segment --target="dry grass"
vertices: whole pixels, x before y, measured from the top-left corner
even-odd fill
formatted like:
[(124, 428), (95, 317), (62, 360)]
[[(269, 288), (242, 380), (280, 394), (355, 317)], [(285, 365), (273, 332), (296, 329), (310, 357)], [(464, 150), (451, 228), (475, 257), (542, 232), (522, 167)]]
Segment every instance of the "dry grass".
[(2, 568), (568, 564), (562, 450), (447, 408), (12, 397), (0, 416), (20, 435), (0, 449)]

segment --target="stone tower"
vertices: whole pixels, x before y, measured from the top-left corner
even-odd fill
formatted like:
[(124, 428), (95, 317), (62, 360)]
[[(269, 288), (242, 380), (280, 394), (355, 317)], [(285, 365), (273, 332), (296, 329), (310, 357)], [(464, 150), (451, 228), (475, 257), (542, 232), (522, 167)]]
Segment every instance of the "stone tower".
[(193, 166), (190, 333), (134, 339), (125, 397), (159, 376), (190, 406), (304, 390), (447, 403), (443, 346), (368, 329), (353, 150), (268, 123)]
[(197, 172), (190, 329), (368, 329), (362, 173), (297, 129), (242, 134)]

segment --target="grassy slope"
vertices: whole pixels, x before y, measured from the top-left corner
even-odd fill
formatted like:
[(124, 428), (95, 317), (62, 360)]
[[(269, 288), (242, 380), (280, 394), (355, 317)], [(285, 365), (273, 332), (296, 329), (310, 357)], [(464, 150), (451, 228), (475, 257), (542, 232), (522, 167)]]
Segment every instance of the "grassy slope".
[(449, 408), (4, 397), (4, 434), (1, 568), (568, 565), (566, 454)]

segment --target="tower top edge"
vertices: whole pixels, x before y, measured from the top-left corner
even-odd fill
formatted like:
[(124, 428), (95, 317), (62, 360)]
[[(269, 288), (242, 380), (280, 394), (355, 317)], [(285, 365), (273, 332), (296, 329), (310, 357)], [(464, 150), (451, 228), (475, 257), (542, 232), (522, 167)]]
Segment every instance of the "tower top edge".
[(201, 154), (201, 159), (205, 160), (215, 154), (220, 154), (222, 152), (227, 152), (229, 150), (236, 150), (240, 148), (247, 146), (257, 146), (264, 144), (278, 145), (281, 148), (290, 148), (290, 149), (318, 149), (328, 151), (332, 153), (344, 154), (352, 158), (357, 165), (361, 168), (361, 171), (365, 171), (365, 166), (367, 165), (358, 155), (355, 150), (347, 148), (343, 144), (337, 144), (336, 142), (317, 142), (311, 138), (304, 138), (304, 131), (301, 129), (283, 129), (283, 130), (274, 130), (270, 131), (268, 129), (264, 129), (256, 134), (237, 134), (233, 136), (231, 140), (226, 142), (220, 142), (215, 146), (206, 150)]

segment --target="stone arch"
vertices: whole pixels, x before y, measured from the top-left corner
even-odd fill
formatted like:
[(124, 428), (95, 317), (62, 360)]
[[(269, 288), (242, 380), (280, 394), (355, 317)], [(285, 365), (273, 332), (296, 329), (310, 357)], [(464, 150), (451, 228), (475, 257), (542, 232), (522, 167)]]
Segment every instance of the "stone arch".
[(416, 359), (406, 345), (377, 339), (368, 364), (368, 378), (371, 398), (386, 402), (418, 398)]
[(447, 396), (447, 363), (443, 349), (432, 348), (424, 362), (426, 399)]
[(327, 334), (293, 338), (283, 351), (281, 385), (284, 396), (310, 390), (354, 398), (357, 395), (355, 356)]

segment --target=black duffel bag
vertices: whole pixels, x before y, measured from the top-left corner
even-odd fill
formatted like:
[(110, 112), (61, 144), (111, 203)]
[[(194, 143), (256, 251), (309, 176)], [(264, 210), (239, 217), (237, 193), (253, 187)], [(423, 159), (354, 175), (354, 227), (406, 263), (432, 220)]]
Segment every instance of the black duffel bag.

Stated goal — Recast the items above, from their first line up to and including the line with "435), (0, 449)]", as a Markdown table with the columns No. and Entry. Give each line its own numbered row and leave out blank lines.

Output of the exercise —
| No. | Entry |
|---|---|
| 1 | segment --target="dry grass" |
| 2 | vertices: whole pixels, x before y, measured from the top-left corner |
| 3 | even-odd fill |
| 4 | formatted like: |
| 5 | [(124, 428), (95, 317), (62, 360)] |
| 6 | [[(269, 288), (242, 380), (280, 394), (355, 317)], [(285, 365), (273, 332), (296, 329), (310, 357)], [(464, 150), (451, 228), (475, 257), (542, 232), (522, 167)]] |
| 7 | Segment every instance of the "dry grass". |
| 8 | [(2, 568), (568, 564), (562, 450), (447, 408), (12, 397), (0, 416), (20, 435), (0, 449)] |